Start of Input material

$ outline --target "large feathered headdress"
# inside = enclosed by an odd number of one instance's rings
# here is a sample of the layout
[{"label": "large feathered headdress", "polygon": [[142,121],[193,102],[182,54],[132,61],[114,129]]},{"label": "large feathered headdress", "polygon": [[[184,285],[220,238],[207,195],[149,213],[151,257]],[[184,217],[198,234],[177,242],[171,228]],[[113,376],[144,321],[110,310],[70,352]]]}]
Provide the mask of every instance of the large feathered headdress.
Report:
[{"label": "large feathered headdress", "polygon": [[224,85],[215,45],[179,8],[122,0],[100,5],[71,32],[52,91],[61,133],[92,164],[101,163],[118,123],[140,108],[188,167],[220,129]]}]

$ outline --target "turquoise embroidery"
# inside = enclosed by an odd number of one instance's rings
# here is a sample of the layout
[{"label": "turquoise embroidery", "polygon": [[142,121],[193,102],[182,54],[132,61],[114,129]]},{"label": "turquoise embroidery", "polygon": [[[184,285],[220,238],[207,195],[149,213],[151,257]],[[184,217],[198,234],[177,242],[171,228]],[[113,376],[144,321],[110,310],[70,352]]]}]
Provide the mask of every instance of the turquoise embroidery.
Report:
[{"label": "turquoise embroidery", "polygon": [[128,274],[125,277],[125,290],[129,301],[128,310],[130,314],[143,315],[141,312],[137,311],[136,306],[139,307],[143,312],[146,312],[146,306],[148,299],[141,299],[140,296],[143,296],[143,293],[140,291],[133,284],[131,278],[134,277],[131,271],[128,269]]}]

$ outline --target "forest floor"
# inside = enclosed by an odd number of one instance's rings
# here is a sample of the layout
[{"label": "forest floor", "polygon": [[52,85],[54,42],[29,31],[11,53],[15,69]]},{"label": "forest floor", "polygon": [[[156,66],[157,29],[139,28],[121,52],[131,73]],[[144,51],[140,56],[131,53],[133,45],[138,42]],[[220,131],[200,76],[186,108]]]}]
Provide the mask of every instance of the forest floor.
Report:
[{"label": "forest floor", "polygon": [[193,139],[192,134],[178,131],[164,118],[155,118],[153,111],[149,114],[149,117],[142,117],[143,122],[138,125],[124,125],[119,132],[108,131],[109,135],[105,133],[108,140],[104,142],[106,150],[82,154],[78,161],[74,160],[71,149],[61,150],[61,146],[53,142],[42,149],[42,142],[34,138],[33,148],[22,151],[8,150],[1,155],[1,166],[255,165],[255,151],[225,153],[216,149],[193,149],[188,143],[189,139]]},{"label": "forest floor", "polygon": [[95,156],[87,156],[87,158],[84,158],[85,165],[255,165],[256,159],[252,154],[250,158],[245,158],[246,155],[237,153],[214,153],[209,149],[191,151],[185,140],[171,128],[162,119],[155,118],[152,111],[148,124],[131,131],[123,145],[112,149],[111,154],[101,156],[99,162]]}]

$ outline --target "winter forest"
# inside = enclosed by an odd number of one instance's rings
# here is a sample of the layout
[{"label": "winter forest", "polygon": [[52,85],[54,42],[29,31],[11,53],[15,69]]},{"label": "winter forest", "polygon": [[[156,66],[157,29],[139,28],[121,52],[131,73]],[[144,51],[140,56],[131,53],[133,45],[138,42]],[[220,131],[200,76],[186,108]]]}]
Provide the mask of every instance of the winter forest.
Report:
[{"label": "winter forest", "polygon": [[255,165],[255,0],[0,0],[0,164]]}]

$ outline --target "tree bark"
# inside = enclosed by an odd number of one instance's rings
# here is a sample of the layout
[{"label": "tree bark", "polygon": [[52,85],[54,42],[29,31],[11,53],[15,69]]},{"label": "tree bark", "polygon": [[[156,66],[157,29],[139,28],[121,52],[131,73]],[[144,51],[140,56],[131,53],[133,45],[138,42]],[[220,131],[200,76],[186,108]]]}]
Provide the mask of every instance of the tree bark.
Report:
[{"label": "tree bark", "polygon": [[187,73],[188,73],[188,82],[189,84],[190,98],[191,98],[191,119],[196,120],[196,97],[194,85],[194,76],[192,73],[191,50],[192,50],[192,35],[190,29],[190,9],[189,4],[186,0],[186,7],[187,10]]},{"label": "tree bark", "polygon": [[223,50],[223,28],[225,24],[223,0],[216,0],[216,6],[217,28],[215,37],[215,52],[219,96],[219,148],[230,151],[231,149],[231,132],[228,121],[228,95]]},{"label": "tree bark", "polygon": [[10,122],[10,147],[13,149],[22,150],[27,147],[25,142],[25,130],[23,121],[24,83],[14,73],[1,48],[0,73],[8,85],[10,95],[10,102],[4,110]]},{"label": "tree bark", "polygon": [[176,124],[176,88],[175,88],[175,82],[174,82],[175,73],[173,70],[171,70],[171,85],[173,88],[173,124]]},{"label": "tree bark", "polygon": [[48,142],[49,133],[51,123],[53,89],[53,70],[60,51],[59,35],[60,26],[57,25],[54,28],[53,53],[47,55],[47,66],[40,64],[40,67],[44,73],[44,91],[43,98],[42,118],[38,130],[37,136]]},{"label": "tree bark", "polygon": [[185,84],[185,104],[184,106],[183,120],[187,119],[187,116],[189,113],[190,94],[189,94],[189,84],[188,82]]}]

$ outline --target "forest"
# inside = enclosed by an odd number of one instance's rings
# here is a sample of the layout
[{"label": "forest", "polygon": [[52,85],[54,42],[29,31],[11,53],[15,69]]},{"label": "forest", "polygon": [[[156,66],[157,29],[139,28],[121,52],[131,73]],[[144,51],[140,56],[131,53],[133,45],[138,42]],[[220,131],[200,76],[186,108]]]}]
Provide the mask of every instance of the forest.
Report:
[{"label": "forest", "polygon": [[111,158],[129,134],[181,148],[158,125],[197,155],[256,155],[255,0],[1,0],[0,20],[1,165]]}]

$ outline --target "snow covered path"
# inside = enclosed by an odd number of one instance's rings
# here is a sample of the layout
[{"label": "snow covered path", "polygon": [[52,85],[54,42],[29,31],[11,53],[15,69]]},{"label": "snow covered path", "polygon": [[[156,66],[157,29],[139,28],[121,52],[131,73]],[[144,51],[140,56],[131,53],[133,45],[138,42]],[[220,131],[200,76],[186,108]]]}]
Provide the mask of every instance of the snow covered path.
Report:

End of Input material

### Aim of the exercise
Every record above should be output exactly.

### Answer to the problem
$ outline --target "large feathered headdress"
# inside = enclosed by an odd number of one instance's rings
# here is a sample of the layout
[{"label": "large feathered headdress", "polygon": [[142,121],[193,102],[182,54],[132,61],[114,129]]},{"label": "large feathered headdress", "polygon": [[[184,285],[220,238],[207,195],[149,213],[151,257]],[[184,217],[198,234],[177,242],[171,228]],[[113,376],[144,321],[110,310],[70,352]]]}]
Provide the mask of every instance of the large feathered headdress.
Report:
[{"label": "large feathered headdress", "polygon": [[224,85],[215,45],[179,8],[122,0],[100,5],[71,32],[52,91],[61,133],[92,164],[101,163],[118,123],[140,108],[188,167],[220,129]]}]

$ outline --target "turquoise embroidery"
# inside = enclosed by an odd number of one instance's rings
# here is a sample of the layout
[{"label": "turquoise embroidery", "polygon": [[142,121],[193,102],[182,54],[132,61],[114,129]]},{"label": "turquoise embroidery", "polygon": [[[184,285],[220,238],[207,195],[149,213],[151,257]],[[184,217],[198,234],[177,242],[171,228]],[[113,376],[144,321],[110,310],[70,352]]]}]
Provide the mask of every instance of the turquoise embroidery.
Report:
[{"label": "turquoise embroidery", "polygon": [[128,274],[125,277],[125,290],[129,301],[128,310],[130,314],[143,315],[141,312],[137,311],[136,306],[139,307],[143,312],[146,312],[146,306],[148,299],[141,299],[140,296],[143,296],[143,293],[140,291],[133,284],[131,278],[134,277],[131,271],[128,269]]}]

$ outline --target "forest floor"
# inside = enclosed by an odd number of one instance's rings
# here is a sample of the layout
[{"label": "forest floor", "polygon": [[52,85],[54,42],[29,31],[11,53],[15,69]]},{"label": "forest floor", "polygon": [[[156,66],[157,29],[139,28],[121,52],[131,73]],[[144,51],[140,56],[131,53],[133,45],[138,42]],[[220,131],[200,76],[186,108]]]}]
Provide the mask of every instance of the forest floor.
Report:
[{"label": "forest floor", "polygon": [[193,139],[192,134],[178,131],[164,118],[155,118],[153,111],[149,114],[149,117],[142,117],[143,122],[138,125],[124,125],[119,132],[108,131],[109,135],[105,133],[108,140],[104,142],[106,150],[82,154],[78,161],[74,160],[71,149],[61,150],[61,146],[53,142],[42,149],[42,142],[34,138],[33,148],[22,151],[8,150],[1,155],[1,166],[255,165],[255,151],[225,153],[216,149],[193,149],[188,143],[189,139]]},{"label": "forest floor", "polygon": [[95,156],[87,156],[87,158],[84,158],[85,165],[255,165],[256,159],[252,154],[250,158],[245,158],[246,155],[237,153],[214,153],[209,149],[191,151],[185,140],[171,128],[162,119],[155,118],[152,111],[148,124],[131,131],[123,145],[112,149],[111,154],[101,156],[99,162]]}]

$ outline --target "winter forest"
# inside = enclosed by an odd number of one instance's rings
# here is a sample of the layout
[{"label": "winter forest", "polygon": [[52,85],[54,42],[29,31],[11,53],[15,69]]},{"label": "winter forest", "polygon": [[[156,66],[157,29],[139,28],[121,52],[131,73]],[[144,51],[140,56],[131,53],[133,45],[138,42]],[[220,131],[200,76],[186,108]]]}]
Provide the mask of every instance of the winter forest.
Report:
[{"label": "winter forest", "polygon": [[255,165],[255,0],[0,0],[0,164]]}]

$ outline --target "tree bark"
# inside = enclosed by an odd number of one instance's rings
# here is a sample of the layout
[{"label": "tree bark", "polygon": [[52,85],[54,42],[29,31],[11,53],[15,69]]},{"label": "tree bark", "polygon": [[[156,66],[157,29],[139,28],[121,52],[131,73]],[[144,51],[140,56],[131,53],[133,45],[138,42]],[[220,131],[200,76],[186,108]]]}]
Provide the mask of every instance of the tree bark.
Report:
[{"label": "tree bark", "polygon": [[187,73],[188,73],[188,82],[189,84],[190,98],[191,98],[191,119],[196,120],[196,97],[194,85],[194,76],[192,73],[191,50],[192,50],[192,35],[190,29],[190,9],[189,4],[186,0],[186,7],[187,10]]},{"label": "tree bark", "polygon": [[223,50],[223,28],[225,24],[223,0],[216,0],[216,6],[217,28],[215,37],[215,52],[219,96],[219,148],[230,151],[231,149],[231,132],[228,121],[228,95]]},{"label": "tree bark", "polygon": [[10,122],[10,147],[13,149],[22,150],[27,147],[25,142],[25,130],[23,121],[24,83],[14,73],[1,48],[0,73],[8,85],[10,95],[10,102],[4,110]]},{"label": "tree bark", "polygon": [[176,124],[176,88],[175,88],[175,82],[174,82],[175,73],[173,70],[171,70],[171,85],[173,88],[173,124]]},{"label": "tree bark", "polygon": [[48,142],[49,133],[51,123],[53,89],[53,70],[60,51],[59,35],[60,26],[57,25],[54,28],[53,53],[47,55],[47,66],[40,64],[40,67],[44,73],[44,91],[43,98],[42,118],[38,130],[37,136]]},{"label": "tree bark", "polygon": [[185,84],[185,104],[184,106],[183,120],[187,119],[187,116],[189,113],[190,94],[189,94],[189,84],[188,82]]}]

$ outline --target "forest"
# inside = enclosed by an odd number of one instance's rings
# here is a sample of the layout
[{"label": "forest", "polygon": [[52,85],[54,42],[29,31],[11,53],[15,69]]},{"label": "forest", "polygon": [[[156,66],[157,29],[139,28],[121,52],[131,73]],[[144,51],[140,56],[131,53],[133,45],[138,42]],[[220,131],[200,76],[186,108]]]}]
Provide the mask of every instance of the forest.
Report:
[{"label": "forest", "polygon": [[111,158],[129,134],[181,148],[158,125],[197,155],[256,155],[255,0],[1,0],[0,20],[1,165]]}]

$ outline --target "snow covered path"
# inside = enclosed by an odd number of one instance's rings
# here is a sample of the layout
[{"label": "snow covered path", "polygon": [[52,85],[54,42],[29,31],[11,53],[15,69]]},{"label": "snow covered path", "polygon": [[[156,66],[157,29],[139,28],[121,52],[131,73]],[[144,51],[140,56],[131,53],[133,45],[138,42]],[[220,131],[200,76],[186,108]]]}]
Provide the mask of every instance of the snow covered path.
Report:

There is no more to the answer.